Collected data
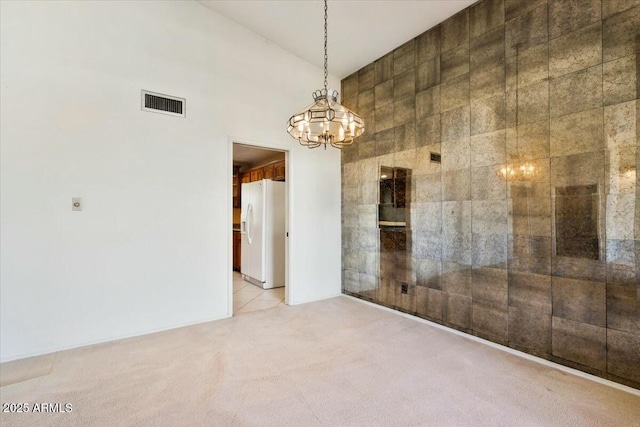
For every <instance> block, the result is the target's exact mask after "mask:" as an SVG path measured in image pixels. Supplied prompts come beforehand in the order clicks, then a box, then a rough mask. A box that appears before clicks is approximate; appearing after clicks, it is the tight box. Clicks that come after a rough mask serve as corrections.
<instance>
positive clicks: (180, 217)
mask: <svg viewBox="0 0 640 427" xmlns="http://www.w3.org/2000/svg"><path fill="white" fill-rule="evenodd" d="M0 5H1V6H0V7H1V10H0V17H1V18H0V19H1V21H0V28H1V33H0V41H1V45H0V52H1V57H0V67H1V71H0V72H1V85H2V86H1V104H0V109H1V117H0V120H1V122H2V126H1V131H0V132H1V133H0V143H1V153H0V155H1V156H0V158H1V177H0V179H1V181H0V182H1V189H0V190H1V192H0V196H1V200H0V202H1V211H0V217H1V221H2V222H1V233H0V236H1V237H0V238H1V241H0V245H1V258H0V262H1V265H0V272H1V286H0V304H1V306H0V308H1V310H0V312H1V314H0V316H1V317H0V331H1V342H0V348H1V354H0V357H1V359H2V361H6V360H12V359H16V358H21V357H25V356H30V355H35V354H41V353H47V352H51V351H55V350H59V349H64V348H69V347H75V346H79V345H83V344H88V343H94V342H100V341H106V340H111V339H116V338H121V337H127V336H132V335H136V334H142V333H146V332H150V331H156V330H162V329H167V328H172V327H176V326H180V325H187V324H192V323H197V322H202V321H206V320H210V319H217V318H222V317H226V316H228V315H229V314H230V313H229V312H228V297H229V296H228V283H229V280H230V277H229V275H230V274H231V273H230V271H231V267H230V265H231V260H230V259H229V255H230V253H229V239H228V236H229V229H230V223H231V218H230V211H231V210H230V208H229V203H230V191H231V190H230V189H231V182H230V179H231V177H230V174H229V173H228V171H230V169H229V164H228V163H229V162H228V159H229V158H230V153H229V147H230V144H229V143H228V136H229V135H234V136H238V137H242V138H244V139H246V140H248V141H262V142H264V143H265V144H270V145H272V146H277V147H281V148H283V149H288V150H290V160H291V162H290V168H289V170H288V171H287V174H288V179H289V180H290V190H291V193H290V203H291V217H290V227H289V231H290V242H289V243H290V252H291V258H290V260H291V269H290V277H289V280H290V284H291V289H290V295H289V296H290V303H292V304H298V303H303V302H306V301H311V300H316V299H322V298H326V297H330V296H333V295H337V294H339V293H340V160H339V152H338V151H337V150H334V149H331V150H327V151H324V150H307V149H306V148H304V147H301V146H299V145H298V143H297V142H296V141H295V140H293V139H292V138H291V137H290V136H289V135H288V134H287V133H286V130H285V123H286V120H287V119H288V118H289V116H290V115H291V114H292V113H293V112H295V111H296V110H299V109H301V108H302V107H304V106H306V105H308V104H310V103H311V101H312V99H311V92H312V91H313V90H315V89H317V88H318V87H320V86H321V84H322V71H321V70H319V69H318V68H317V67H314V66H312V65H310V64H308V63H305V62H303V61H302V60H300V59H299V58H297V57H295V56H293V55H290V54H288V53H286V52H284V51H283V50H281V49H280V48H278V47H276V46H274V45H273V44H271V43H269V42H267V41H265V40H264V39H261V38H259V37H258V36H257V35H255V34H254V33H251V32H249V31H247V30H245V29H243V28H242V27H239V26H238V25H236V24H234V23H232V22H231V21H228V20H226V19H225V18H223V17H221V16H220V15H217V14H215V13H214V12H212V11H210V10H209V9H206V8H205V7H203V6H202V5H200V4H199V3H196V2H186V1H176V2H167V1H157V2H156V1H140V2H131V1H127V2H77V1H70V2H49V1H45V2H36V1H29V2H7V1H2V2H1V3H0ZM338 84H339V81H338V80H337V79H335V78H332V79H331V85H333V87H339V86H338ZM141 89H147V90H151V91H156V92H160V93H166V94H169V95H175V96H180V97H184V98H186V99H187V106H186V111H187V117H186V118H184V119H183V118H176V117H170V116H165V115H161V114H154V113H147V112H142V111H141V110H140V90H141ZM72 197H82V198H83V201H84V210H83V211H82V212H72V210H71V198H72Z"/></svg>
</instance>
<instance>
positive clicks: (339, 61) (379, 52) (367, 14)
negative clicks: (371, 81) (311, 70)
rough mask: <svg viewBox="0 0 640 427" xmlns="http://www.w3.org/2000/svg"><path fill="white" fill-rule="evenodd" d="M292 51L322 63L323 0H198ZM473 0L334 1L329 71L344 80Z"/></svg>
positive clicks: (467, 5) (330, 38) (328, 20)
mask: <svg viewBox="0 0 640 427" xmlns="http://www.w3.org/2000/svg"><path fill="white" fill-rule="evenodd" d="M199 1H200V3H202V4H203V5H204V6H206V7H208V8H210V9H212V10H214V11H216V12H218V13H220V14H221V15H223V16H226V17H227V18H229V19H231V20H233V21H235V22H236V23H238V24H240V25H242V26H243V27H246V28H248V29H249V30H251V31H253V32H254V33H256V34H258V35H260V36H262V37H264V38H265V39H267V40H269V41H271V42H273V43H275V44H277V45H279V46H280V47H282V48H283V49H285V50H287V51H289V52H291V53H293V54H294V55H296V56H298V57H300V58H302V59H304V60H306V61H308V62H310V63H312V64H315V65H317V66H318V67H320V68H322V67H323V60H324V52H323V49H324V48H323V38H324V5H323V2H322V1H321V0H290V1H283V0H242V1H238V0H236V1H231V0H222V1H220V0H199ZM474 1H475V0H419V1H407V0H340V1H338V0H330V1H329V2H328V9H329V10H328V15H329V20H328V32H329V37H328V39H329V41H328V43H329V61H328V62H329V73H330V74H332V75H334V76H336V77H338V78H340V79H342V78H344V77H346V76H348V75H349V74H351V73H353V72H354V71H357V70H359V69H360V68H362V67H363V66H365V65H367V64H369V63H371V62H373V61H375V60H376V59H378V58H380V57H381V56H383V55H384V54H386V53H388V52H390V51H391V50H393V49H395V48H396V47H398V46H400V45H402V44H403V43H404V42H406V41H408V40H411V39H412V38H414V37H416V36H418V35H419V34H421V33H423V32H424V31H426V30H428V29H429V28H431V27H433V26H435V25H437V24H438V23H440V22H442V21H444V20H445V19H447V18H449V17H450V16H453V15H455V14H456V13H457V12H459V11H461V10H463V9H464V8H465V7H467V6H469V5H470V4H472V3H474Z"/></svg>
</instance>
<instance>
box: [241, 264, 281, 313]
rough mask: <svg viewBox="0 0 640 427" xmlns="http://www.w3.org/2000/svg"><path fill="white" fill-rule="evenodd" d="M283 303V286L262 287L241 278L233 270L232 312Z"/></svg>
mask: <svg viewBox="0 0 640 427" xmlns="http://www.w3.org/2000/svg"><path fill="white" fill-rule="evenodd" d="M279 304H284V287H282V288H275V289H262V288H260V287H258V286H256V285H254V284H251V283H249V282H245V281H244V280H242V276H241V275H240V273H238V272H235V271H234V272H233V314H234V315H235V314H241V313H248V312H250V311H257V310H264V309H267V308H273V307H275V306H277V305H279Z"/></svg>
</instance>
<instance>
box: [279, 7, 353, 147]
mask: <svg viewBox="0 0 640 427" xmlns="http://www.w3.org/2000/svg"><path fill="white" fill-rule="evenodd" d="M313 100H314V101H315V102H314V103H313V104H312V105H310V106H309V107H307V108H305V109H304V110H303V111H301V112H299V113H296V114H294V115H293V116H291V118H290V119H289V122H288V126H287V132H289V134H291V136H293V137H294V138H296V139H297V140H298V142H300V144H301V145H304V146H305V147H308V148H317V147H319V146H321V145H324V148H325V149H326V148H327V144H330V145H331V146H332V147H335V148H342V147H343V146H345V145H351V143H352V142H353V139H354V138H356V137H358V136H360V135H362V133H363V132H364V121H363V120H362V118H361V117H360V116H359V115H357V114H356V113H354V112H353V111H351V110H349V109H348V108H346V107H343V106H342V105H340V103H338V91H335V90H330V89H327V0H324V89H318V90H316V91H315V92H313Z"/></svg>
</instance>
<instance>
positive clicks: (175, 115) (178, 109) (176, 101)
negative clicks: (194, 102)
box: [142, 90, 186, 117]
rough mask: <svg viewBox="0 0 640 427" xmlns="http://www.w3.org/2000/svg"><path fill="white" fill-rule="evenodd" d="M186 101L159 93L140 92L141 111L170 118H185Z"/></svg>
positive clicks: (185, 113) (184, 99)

• _Assignment_
For each line above that holds the string "negative", provide a copy of that line.

• _Exercise output_
negative clicks: (371, 81) (311, 70)
negative clicks: (194, 102)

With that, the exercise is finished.